_TO BE DONE_:
Please repeat the listing below with "instance" swapped for "occurrence" everywhere it appears, keeping everything else unchanged. Leave the pictures out of your answer.

_EXTRACTED RECORDS_:
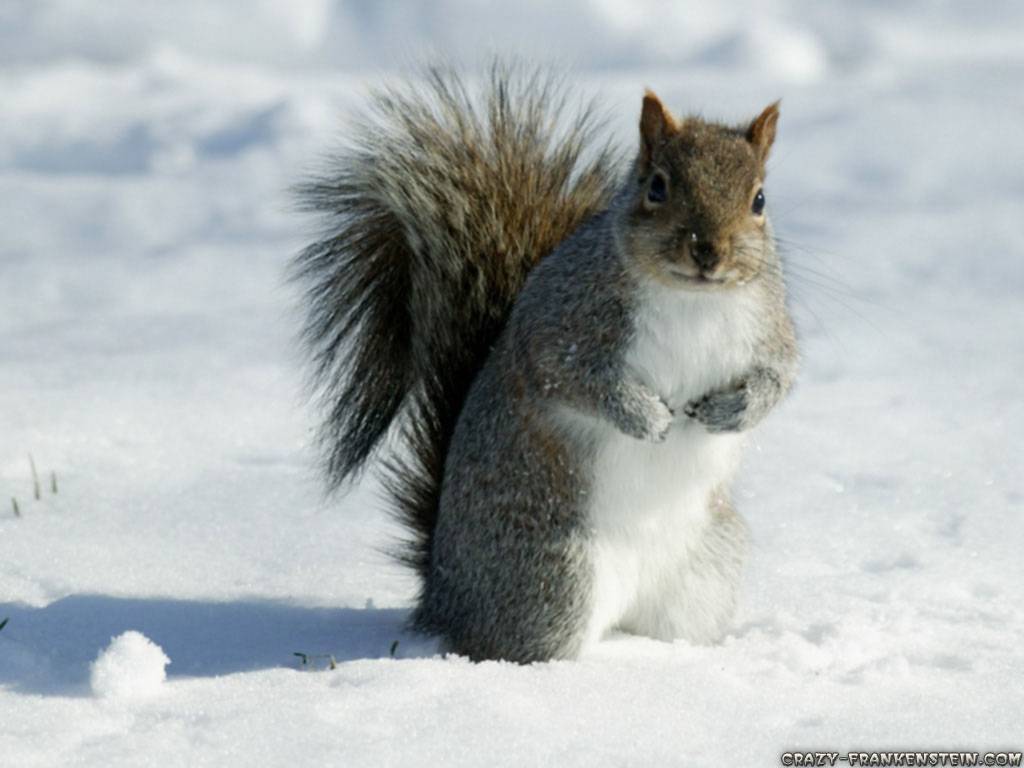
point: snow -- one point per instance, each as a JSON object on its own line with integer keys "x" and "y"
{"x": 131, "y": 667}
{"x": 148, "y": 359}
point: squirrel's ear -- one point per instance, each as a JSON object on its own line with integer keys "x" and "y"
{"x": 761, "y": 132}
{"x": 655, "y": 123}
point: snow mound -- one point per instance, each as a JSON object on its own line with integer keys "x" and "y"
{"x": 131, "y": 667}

_FINAL RESULT_:
point: snow -- one point per occurrence, each as a JSON object on its own line with integer keys "x" and "y"
{"x": 131, "y": 667}
{"x": 148, "y": 359}
point: squirrel's ear -- one point per occurrence, each as a JSON object on its own line with integer keys "x" and "y"
{"x": 761, "y": 132}
{"x": 655, "y": 123}
point: snow mound -- one point per occurrence, each as a JSON object on its own line with integer keys "x" and "y"
{"x": 131, "y": 667}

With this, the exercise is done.